▶ _Exercise goal_: Reproduce the records precisely. Omit every picture.

▶ _Extracted records_:
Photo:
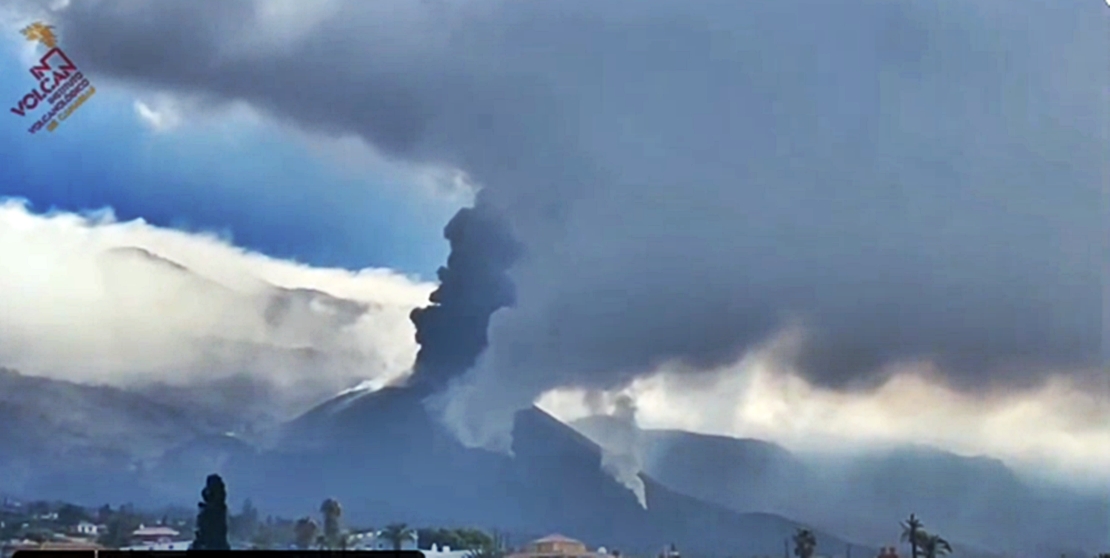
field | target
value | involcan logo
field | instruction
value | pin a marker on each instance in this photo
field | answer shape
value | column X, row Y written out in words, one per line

▶ _Result for this exercise_:
Photo:
field | target
value | involcan logo
field | instruction
value | pin a marker on each instance in this photo
field | answer shape
value | column X, row Y written out in words, one per line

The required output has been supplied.